▶ _About this task_: An image-free, verbatim transcription of the records is the expected result.

Segmentation mask data
-=-=-=-=-

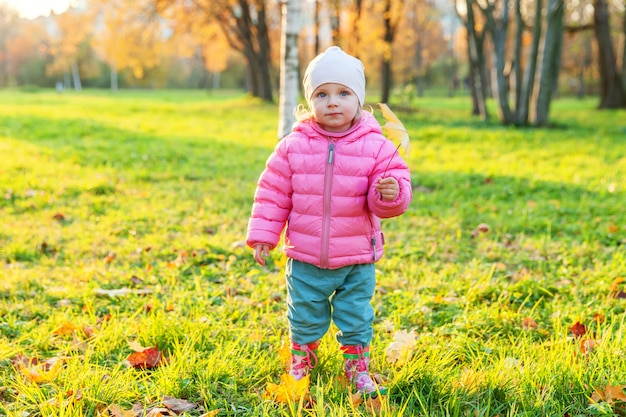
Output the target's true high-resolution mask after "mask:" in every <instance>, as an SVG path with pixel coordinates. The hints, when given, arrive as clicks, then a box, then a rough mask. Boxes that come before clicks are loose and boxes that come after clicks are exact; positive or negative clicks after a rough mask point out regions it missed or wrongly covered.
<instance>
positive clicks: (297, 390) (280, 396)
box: [265, 374, 310, 404]
mask: <svg viewBox="0 0 626 417" xmlns="http://www.w3.org/2000/svg"><path fill="white" fill-rule="evenodd" d="M309 379H310V376H309V375H306V376H305V377H304V378H302V379H300V380H299V381H296V380H294V379H293V376H291V375H289V374H283V375H281V377H280V384H273V383H271V382H269V383H268V384H267V387H266V389H265V398H267V399H272V400H274V401H276V402H278V403H283V404H290V403H293V402H299V401H300V399H301V398H302V397H304V396H306V395H308V392H309Z"/></svg>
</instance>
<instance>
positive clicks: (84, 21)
mask: <svg viewBox="0 0 626 417" xmlns="http://www.w3.org/2000/svg"><path fill="white" fill-rule="evenodd" d="M81 4H82V6H81V7H80V8H74V9H70V10H68V11H67V12H65V13H62V14H58V15H52V16H50V17H48V18H39V19H35V20H24V19H20V18H18V16H17V14H16V13H15V11H12V10H11V9H9V8H8V7H7V6H3V5H0V87H6V86H20V85H36V86H45V87H52V86H55V85H58V86H63V87H64V88H75V89H80V88H83V87H98V88H112V89H116V88H129V87H132V88H207V89H208V88H244V89H246V90H248V91H249V92H250V93H251V94H252V95H253V96H256V97H260V98H262V99H264V100H269V101H272V100H274V96H275V94H276V92H277V88H278V79H279V68H280V39H281V4H282V3H281V2H280V1H278V0H87V1H84V2H82V3H81ZM299 4H300V15H299V20H300V28H301V29H300V33H299V37H298V41H297V42H298V56H299V61H300V67H301V68H304V66H305V65H306V63H307V62H308V61H309V60H310V59H311V58H313V57H314V56H315V55H316V54H317V53H318V52H321V51H323V50H324V49H325V48H326V47H327V46H329V45H330V44H336V45H340V46H341V47H343V48H344V49H345V50H347V51H348V52H350V53H352V54H354V55H356V56H358V57H359V58H360V59H361V60H363V62H364V63H365V66H366V69H367V75H368V86H369V88H370V89H374V90H377V91H379V92H380V97H381V98H382V100H381V101H384V102H386V101H388V100H389V97H390V95H393V96H394V97H395V98H396V100H398V101H402V102H404V103H406V104H407V105H410V103H411V100H412V99H413V98H414V97H417V96H421V95H424V94H435V93H437V94H441V93H442V92H443V93H444V94H447V95H455V94H471V96H472V98H473V99H474V100H473V101H474V113H476V114H482V115H483V116H485V117H486V116H487V115H486V109H485V106H484V100H485V99H486V98H491V97H493V98H495V99H496V102H497V103H498V109H499V112H500V118H501V119H502V120H503V121H504V122H505V123H513V124H525V123H527V121H528V119H529V118H533V116H532V115H531V114H528V113H529V111H530V110H529V107H532V108H535V107H537V106H540V107H541V106H544V107H546V106H549V100H550V98H552V97H554V96H556V95H559V94H560V95H563V94H576V95H578V96H584V95H587V94H594V95H598V96H600V97H601V100H600V104H599V107H609V108H614V107H624V106H626V99H625V98H624V97H625V96H626V94H625V93H624V90H625V87H624V86H626V63H625V62H626V57H625V55H626V54H625V50H626V45H625V38H626V13H625V12H624V8H625V4H626V2H625V1H624V0H506V1H505V0H404V1H403V0H382V1H381V0H376V1H374V0H299ZM542 97H543V98H542ZM531 98H532V99H531ZM542 99H543V100H544V101H543V102H542V101H541V100H542ZM528 103H530V104H528ZM542 103H543V104H542ZM546 111H547V110H546ZM534 118H535V119H537V116H536V115H535V116H534ZM540 122H541V120H539V124H540Z"/></svg>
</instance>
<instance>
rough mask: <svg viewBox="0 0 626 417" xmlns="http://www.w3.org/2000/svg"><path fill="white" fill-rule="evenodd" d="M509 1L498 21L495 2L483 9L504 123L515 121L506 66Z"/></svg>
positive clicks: (483, 12) (498, 104)
mask: <svg viewBox="0 0 626 417" xmlns="http://www.w3.org/2000/svg"><path fill="white" fill-rule="evenodd" d="M508 4H509V2H508V1H503V2H502V15H501V16H500V18H499V19H498V21H497V22H496V19H495V17H494V13H495V11H494V4H493V3H488V5H487V7H486V8H485V9H482V10H483V14H484V16H485V19H486V20H487V25H486V27H487V30H488V31H489V33H490V34H491V39H492V41H493V49H494V51H493V53H494V55H495V56H494V61H495V67H494V68H493V69H492V73H493V78H494V79H495V85H496V98H497V100H498V110H499V112H500V120H501V121H502V123H504V124H511V123H514V122H515V121H514V118H513V113H512V112H511V107H510V105H509V80H508V77H507V76H506V74H505V67H506V33H507V29H508V21H509V6H508Z"/></svg>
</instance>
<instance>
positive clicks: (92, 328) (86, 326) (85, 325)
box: [83, 324, 93, 339]
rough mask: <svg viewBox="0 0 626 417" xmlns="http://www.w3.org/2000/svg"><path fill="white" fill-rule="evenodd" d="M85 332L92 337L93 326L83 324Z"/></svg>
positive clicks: (85, 334) (92, 335)
mask: <svg viewBox="0 0 626 417" xmlns="http://www.w3.org/2000/svg"><path fill="white" fill-rule="evenodd" d="M83 333H85V336H87V338H89V339H90V338H92V337H93V327H92V326H87V325H85V324H84V325H83Z"/></svg>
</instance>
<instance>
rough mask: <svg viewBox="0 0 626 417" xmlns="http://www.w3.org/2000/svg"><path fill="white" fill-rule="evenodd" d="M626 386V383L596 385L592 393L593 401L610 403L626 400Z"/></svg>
mask: <svg viewBox="0 0 626 417" xmlns="http://www.w3.org/2000/svg"><path fill="white" fill-rule="evenodd" d="M624 388H626V385H615V386H611V385H607V386H605V387H594V388H593V393H592V394H591V401H592V402H595V403H600V402H606V403H608V404H613V403H615V402H626V394H624Z"/></svg>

-=-=-=-=-

▶ _Result of the exercise_:
Output the target's true high-resolution mask after "mask:" in every <instance>, as an SVG path with pixel coordinates. The hints, when given, arrive as clicks, then a box, then a rough mask. Boxes that come before clicks are loose and boxes that come after clicks are exact; positive or negative clicks after a rough mask point out regions it missed or wrongly covered.
<instance>
positive clicks: (297, 390) (280, 396)
box: [265, 374, 310, 404]
mask: <svg viewBox="0 0 626 417" xmlns="http://www.w3.org/2000/svg"><path fill="white" fill-rule="evenodd" d="M309 379H310V376H309V375H306V376H305V377H304V378H302V379H300V380H299V381H296V380H294V379H293V376H291V375H289V374H283V375H281V377H280V384H273V383H271V382H269V383H268V384H267V387H266V389H265V398H267V399H272V400H274V401H276V402H278V403H283V404H290V403H293V402H299V401H300V399H301V398H302V397H304V396H306V395H308V392H309Z"/></svg>
</instance>
<instance>
positive clicks: (84, 21)
mask: <svg viewBox="0 0 626 417" xmlns="http://www.w3.org/2000/svg"><path fill="white" fill-rule="evenodd" d="M81 4H82V6H81V7H80V8H74V9H70V10H68V11H67V12H65V13H62V14H58V15H52V16H50V17H48V18H39V19H35V20H24V19H20V18H18V16H17V14H16V13H15V11H12V10H11V9H9V8H8V7H7V6H3V5H0V87H6V86H20V85H36V86H45V87H52V86H55V85H58V86H63V87H64V88H75V89H80V88H83V87H98V88H112V89H116V88H129V87H132V88H207V89H208V88H244V89H246V90H248V91H249V92H250V93H251V94H252V95H253V96H256V97H260V98H262V99H264V100H269V101H272V100H274V96H275V94H276V92H277V88H278V79H279V68H280V39H281V4H282V3H281V2H280V1H278V0H87V1H84V2H82V3H81ZM299 4H300V15H299V20H300V28H301V29H300V33H299V37H298V41H297V42H298V56H299V61H300V67H301V68H304V66H305V65H306V63H307V62H308V61H309V60H310V59H311V58H313V57H314V56H315V55H316V54H317V53H318V52H321V51H323V50H324V49H325V48H326V47H327V46H329V45H330V44H336V45H340V46H341V47H343V48H344V49H345V50H347V51H348V52H350V53H352V54H354V55H356V56H358V57H359V58H360V59H361V60H363V62H364V63H365V66H366V69H367V75H368V86H369V88H370V89H374V90H377V91H379V92H380V97H381V98H382V100H381V101H384V102H386V101H388V100H389V97H390V95H393V96H394V97H395V98H396V100H398V101H402V102H404V103H406V104H407V105H410V103H411V100H412V99H413V98H414V97H417V96H421V95H424V94H435V93H437V94H441V93H442V92H443V93H444V94H447V95H455V94H471V96H472V98H473V99H474V100H473V101H474V113H476V114H482V115H483V116H485V117H486V116H487V115H486V109H485V106H484V100H485V99H486V98H491V97H493V98H495V99H496V102H497V103H498V109H499V112H500V118H501V119H502V120H503V121H504V122H505V123H513V124H525V123H527V121H528V119H529V118H533V116H532V115H531V114H528V113H529V111H530V110H529V107H532V108H535V107H537V106H540V107H541V106H544V107H546V106H549V100H550V98H552V97H554V96H556V95H559V94H560V95H563V94H576V95H578V96H584V95H587V94H594V95H598V96H600V97H601V100H600V104H599V107H609V108H614V107H624V106H626V99H625V98H624V97H625V96H626V94H625V93H624V90H625V87H624V86H626V63H625V62H626V57H625V55H626V54H625V50H626V45H625V38H626V13H625V12H624V8H625V4H626V2H625V1H624V0H506V1H505V0H404V1H403V0H382V1H381V0H376V1H374V0H299ZM542 97H543V98H542ZM531 98H532V99H531ZM542 99H543V100H544V101H543V102H542V101H541V100H542ZM528 103H530V104H528ZM542 103H543V104H542ZM546 111H547V110H546ZM534 118H535V119H537V116H536V115H535V116H534ZM540 122H541V120H539V124H540Z"/></svg>
</instance>
<instance>
rough mask: <svg viewBox="0 0 626 417" xmlns="http://www.w3.org/2000/svg"><path fill="white" fill-rule="evenodd" d="M509 1L498 21L495 2L483 9L504 123L515 121L506 66Z"/></svg>
positive clicks: (483, 12) (498, 104)
mask: <svg viewBox="0 0 626 417" xmlns="http://www.w3.org/2000/svg"><path fill="white" fill-rule="evenodd" d="M508 4H509V2H508V1H503V2H502V15H501V16H500V18H499V19H498V21H497V22H496V19H495V17H494V13H495V11H494V4H493V3H488V5H487V7H486V8H485V9H482V10H483V14H484V16H485V19H486V20H487V25H486V27H487V30H488V31H489V33H490V34H491V39H492V41H493V49H494V51H493V53H494V55H495V56H494V61H495V67H494V68H493V69H492V73H493V78H494V79H495V85H496V98H497V100H498V110H499V112H500V120H501V121H502V123H504V124H511V123H514V122H515V121H514V118H513V113H512V112H511V107H510V105H509V80H508V77H507V76H506V74H505V67H506V33H507V29H508V21H509V6H508Z"/></svg>
</instance>
<instance>
positive clicks: (92, 328) (86, 326) (85, 325)
box: [83, 324, 93, 339]
rough mask: <svg viewBox="0 0 626 417" xmlns="http://www.w3.org/2000/svg"><path fill="white" fill-rule="evenodd" d="M85 332L92 337L93 326L83 324Z"/></svg>
positive clicks: (85, 334) (92, 335)
mask: <svg viewBox="0 0 626 417" xmlns="http://www.w3.org/2000/svg"><path fill="white" fill-rule="evenodd" d="M83 333H85V336H87V338H89V339H90V338H92V337H93V327H92V326H87V325H85V324H84V325H83Z"/></svg>
</instance>
<instance>
rough mask: <svg viewBox="0 0 626 417" xmlns="http://www.w3.org/2000/svg"><path fill="white" fill-rule="evenodd" d="M626 386V383L596 385L592 393L593 401L610 403L626 400Z"/></svg>
mask: <svg viewBox="0 0 626 417" xmlns="http://www.w3.org/2000/svg"><path fill="white" fill-rule="evenodd" d="M624 388H626V385H615V386H611V385H607V386H605V387H594V388H593V393H592V394H591V401H592V402H595V403H600V402H606V403H608V404H613V403H615V402H626V394H624Z"/></svg>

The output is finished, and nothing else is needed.